**GIVEN INSTRUCTION**
Duplicate the following records line for line, leaving every character as it appears.

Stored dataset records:
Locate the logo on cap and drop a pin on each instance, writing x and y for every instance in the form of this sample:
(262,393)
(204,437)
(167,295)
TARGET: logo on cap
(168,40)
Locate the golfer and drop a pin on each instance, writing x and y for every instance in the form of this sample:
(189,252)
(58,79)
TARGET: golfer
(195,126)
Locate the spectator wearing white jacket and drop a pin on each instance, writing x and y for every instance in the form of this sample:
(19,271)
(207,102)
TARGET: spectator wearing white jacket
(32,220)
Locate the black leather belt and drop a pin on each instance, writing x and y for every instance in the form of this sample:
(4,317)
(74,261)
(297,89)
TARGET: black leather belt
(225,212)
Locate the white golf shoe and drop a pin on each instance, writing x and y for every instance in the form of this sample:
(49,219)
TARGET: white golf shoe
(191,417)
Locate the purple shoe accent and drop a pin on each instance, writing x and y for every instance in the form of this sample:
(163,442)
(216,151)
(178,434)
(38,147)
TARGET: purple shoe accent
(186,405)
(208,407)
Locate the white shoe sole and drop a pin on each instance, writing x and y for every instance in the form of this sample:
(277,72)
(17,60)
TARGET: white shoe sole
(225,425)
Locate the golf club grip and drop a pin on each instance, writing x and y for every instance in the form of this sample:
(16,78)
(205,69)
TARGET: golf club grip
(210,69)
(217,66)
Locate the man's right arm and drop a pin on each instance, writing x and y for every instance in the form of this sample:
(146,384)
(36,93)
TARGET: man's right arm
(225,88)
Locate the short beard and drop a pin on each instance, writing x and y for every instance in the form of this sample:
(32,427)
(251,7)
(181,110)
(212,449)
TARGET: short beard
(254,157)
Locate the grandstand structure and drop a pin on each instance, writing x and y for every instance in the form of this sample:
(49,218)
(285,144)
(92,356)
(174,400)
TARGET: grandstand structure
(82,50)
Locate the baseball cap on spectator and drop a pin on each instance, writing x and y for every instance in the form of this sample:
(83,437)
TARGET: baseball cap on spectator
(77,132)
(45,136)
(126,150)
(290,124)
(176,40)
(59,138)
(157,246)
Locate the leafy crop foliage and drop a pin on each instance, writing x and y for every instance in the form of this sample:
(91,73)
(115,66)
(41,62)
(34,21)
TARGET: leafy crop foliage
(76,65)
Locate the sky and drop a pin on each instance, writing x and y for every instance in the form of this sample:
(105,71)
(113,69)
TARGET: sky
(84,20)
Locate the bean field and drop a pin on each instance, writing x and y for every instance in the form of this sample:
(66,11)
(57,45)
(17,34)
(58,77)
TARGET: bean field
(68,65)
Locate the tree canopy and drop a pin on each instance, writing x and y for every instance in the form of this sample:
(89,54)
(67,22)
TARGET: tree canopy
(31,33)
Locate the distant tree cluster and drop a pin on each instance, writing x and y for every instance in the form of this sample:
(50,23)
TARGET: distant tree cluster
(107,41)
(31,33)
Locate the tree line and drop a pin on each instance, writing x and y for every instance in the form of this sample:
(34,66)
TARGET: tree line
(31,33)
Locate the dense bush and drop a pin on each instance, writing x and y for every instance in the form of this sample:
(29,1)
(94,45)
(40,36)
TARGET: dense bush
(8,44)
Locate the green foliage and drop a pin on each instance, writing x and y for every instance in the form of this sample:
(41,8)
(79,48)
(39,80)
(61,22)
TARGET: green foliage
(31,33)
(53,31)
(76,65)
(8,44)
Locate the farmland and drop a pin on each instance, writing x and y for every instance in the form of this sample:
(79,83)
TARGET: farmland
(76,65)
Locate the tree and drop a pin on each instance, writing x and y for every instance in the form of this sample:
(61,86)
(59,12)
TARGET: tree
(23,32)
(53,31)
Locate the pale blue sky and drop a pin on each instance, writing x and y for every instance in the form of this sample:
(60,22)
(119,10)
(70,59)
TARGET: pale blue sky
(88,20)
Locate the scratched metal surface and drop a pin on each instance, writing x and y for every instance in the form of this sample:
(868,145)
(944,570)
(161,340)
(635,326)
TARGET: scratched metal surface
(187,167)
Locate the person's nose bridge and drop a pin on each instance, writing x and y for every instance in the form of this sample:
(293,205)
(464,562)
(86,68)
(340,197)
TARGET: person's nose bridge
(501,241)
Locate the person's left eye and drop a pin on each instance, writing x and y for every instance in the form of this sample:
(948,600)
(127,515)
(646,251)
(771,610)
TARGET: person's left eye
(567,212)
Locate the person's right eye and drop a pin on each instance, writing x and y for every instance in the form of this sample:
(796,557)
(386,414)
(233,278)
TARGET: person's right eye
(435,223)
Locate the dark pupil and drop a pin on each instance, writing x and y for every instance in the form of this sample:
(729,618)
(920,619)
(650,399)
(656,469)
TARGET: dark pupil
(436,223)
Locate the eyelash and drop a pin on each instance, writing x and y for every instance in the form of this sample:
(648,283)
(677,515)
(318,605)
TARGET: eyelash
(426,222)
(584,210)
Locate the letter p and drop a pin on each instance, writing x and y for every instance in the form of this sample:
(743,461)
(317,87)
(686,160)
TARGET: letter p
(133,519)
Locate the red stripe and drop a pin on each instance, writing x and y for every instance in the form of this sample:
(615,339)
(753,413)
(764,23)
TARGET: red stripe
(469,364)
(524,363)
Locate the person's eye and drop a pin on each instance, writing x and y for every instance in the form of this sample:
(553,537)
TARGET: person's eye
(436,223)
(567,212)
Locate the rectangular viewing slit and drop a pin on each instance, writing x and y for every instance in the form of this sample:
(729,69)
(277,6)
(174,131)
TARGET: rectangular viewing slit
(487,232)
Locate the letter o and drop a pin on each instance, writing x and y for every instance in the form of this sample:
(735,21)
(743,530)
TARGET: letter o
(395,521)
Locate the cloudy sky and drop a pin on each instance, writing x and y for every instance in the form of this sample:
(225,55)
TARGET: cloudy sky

**PROBLEM SOLUTION**
Locate the logo on cap and drop a pin on each instance, writing x and y for every instance in the form of this sample:
(262,393)
(204,437)
(167,295)
TARGET: logo on cap
(168,40)
Locate the golfer and drop a pin on each instance, writing x and y for every instance in the form of this sample:
(189,252)
(58,79)
TARGET: golfer
(195,126)
Locate the spectator wearing white jacket and drop a pin on each instance, writing x and y for every instance in the form of this sample:
(19,271)
(207,102)
TARGET: spectator wearing white jacket
(32,220)
Locate the black leather belt and drop a pin on each instance, writing x and y for every instance in the form of this sample:
(4,317)
(74,261)
(297,89)
TARGET: black leather belt
(225,212)
Locate the white golf shoe and drop a pin on each instance, writing x and y for every instance in the form of this sample:
(49,219)
TARGET: white golf shoe
(191,417)
Locate the purple shoe accent and drop a pin on each instance, writing x and y for every instance in the form of this sample:
(163,442)
(216,151)
(178,434)
(38,147)
TARGET: purple shoe accent
(186,405)
(208,407)
Locate the white shoe sole and drop a pin on each instance, writing x and y for every instance in the form of this sample:
(277,72)
(17,60)
TARGET: white shoe sole
(225,425)
Locate the golf club grip and drop a pin on each instance, writing x and y for every instance in the form of this sample:
(16,78)
(205,69)
TARGET: golf club grip
(210,69)
(217,66)
Locate the man's right arm and drop a pin on each instance, writing x and y for every instance in the form of this sample:
(146,384)
(36,93)
TARGET: man's right arm
(225,88)
Locate the short beard and drop a pin on each instance, writing x and y for every instance in the form of this sample:
(32,427)
(251,7)
(181,110)
(212,449)
TARGET: short beard
(254,157)
Locate the grandstand structure and drop a pin on each instance, writing x and y for every instance in the form of this sample:
(49,218)
(285,144)
(92,356)
(174,400)
TARGET: grandstand structure
(82,50)
Locate the baseball cap on spectator and drop a pin on each instance, writing x and y for every instance in the form of this sample:
(83,437)
TARGET: baseball cap on spectator
(77,132)
(45,136)
(126,150)
(290,124)
(176,40)
(59,138)
(157,246)
Locate the leafy crop foliage and drop a pin on each instance, writing x and y for every instance in the form of this sample:
(91,73)
(115,66)
(41,62)
(34,21)
TARGET: leafy crop foliage
(76,65)
Locate the sky and drop a pin on each instance, writing x and y for every instance in the form of this sample:
(105,71)
(113,69)
TARGET: sky
(84,20)
Locate the bean field and drop a pin on each instance, writing x and y for every instance in the form of this sample:
(66,11)
(57,45)
(17,34)
(58,77)
TARGET: bean field
(68,65)
Locate the tree canopy and drop a pin on each instance, writing x and y for every instance in the form of this sample:
(89,54)
(67,22)
TARGET: tree canopy
(31,33)
Locate the distant tree cluster and drop a pin on each instance, writing x and y for every instance in the form of this sample:
(50,23)
TARGET: distant tree cluster
(107,41)
(31,33)
Locate the tree line and drop a pin on each instance, writing x and y for every instance in the form of this sample:
(34,66)
TARGET: tree line
(31,33)
Locate the dense bush and drop a pin on each instance, writing x and y for every instance in the form of this sample:
(29,1)
(94,45)
(40,36)
TARGET: dense bush
(8,44)
Locate the green foliage and drop a pin on each instance, writing x and y for every instance in the form of this sample:
(41,8)
(79,48)
(39,80)
(61,22)
TARGET: green foliage
(31,33)
(53,31)
(76,65)
(8,44)
Locate the farmland and drop a pin on each instance, writing x and y for every instance in the form of this sample:
(79,83)
TARGET: farmland
(76,65)
Locate the tree and drop a pin on each instance, writing x and y for every instance in the form of this sample:
(61,86)
(59,12)
TARGET: tree
(23,32)
(53,31)
Locate the pale blue sky and drop a pin on each instance, writing x and y for every instance in the form of this sample:
(60,22)
(119,10)
(70,59)
TARGET: pale blue sky
(88,20)
Locate the scratched metal surface and drop a pin on each instance, writing x and y for every instance in the form of this sample:
(868,145)
(944,570)
(161,340)
(635,326)
TARGET: scratched metal surface
(187,167)
Locate the person's nose bridge and drop a pin on each instance, writing x and y for every instance in the form of this sample:
(293,205)
(464,562)
(86,68)
(340,197)
TARGET: person's nose bridge
(501,241)
Locate the person's left eye and drop a pin on each instance, writing x and y for every instance in the form of this sample:
(948,600)
(127,515)
(646,251)
(771,610)
TARGET: person's left eye
(567,212)
Locate the person's right eye and drop a pin on each instance, writing x and y for every instance in the form of this sample:
(796,557)
(386,414)
(233,278)
TARGET: person's right eye
(435,223)
Locate the dark pupil and drop a pin on each instance, writing x and y for every instance in the form of this sample:
(729,618)
(920,619)
(650,399)
(656,469)
TARGET: dark pupil
(436,223)
Locate the eyelash and drop a pin on each instance, writing x and y for every instance in the form of this sample:
(648,283)
(677,515)
(318,605)
TARGET: eyelash
(426,222)
(584,210)
Locate the letter p and drop a pin on each instance, writing x and y for every instance in the form of this sample:
(743,461)
(317,87)
(686,160)
TARGET: letter p
(133,519)
Locate the red stripe and drop a pin on each instance, writing x and y for every instance in the form of this sample:
(615,339)
(753,413)
(764,23)
TARGET: red stripe
(469,364)
(524,363)
Locate the person's eye and drop a pin on each instance, writing x and y for every instance in the form of this sample:
(553,537)
TARGET: person's eye
(436,223)
(567,212)
Locate the rectangular viewing slit and drop a pin on each instance, writing x and y for every instance in the form of this sample:
(729,69)
(277,6)
(174,131)
TARGET: rectangular viewing slit
(487,232)
Locate the letter o and drop a pin on each instance, writing x and y for every instance in the form of this sample:
(735,21)
(743,530)
TARGET: letter o
(395,521)
Locate the cloudy sky and drop a pin on each instance, writing x and y for every instance in the form of this sample:
(225,55)
TARGET: cloudy sky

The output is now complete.